- Quoted text -

Parallels in production: 7E7 and 717

Boeing's plan to have global partners from Japan to Italy design and build most of the 7E7 is a transformation of the company's jet-building business model.

But it's not entirely new. A smaller-scale but even more radical version of the strategy is already up and running: the Boeing 717.

Acquired as part of Boeing's 1997 merger with McDonnell Douglas, the 717, once called the MD-95, was conceived as the world's first totally outsourced jet. At one point, even the plane's final assembly was going to be outsourced.

The 717's turbulent history includes much that no one would want to emulate, from a zigzag search for a final assembly site to the disastrous failure of a key supplier to deliver at a critical juncture.

Moreover, the 100-seat plane has been a flop with airlines, with just 123 delivered in five years. Despite all the foreign outsourcing, only 26 of those aircraft have been sold overseas, with no sales at all in any of the major airframe supplier countries: Italy, Korea, Japan and Taiwan.

If more orders do not materialize next year, the 717 line in Long Beach, Calif., will shut down, marking the end of a once-great center of commercial aviation in Southern California.

Yet the 717 has its defenders. The plane was a good design, they say, trapped in an unfortunate market niche. Meanwhile, McDonnell Douglas' strategy of sharing risk, costs and profits with global partners worked well, they contend.

"The basic model of risk-sharing is a good one," said Dave Williams, a former executive at McDonnell Douglas' Long Beach plant who led marketing of the airplane. "This was the first program with so much risk-sharing. Being the first one, we made some mistakes. Hopefully, people looking at the 717 are learning from those mistakes."

When Mike Bair, head of the 7E7 program, announced on Nov. 20 the full extent of outsourcing on the 7E7, he explicitly compared the business model with that of the 717.

- Dataset records -
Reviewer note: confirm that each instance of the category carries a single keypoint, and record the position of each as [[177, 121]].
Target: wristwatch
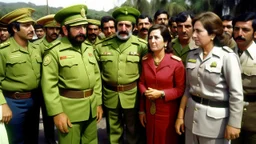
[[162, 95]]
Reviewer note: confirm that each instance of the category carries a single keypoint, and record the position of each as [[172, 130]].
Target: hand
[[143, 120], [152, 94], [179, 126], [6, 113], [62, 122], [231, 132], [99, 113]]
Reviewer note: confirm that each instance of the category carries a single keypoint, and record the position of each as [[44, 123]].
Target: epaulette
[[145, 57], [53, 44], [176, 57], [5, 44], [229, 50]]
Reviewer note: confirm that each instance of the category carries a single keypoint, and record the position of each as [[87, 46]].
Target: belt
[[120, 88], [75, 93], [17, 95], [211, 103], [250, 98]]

==

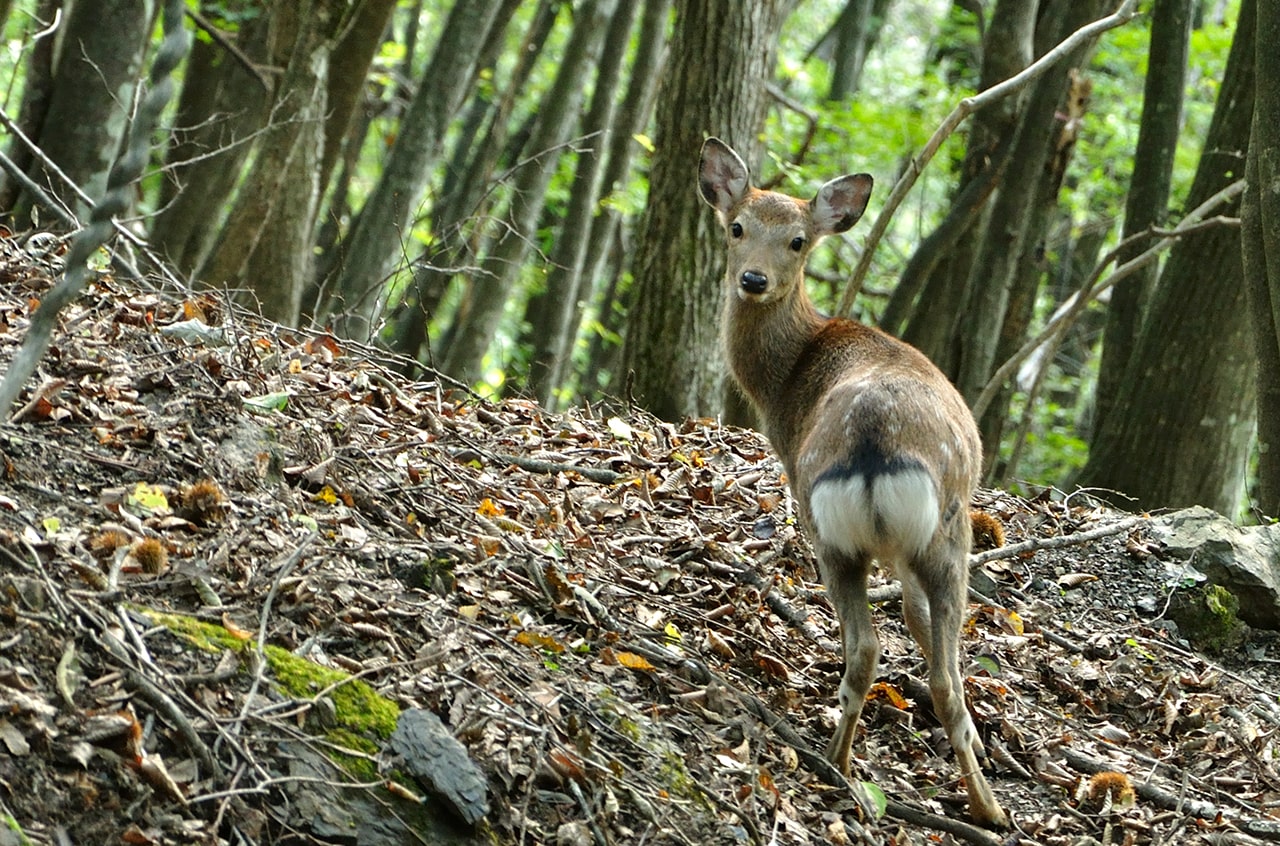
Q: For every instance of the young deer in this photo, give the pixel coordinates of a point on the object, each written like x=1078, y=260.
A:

- Exercises -
1 - In the article on the 7E7 and 717, what was the 717 once called?
2 - Name the major airframe supplier countries that the article on the 7E7 and 717 says bought no 717s.

- Outputs for the tasks -
1 - The MD-95.

2 - Italy, Korea, Japan and Taiwan.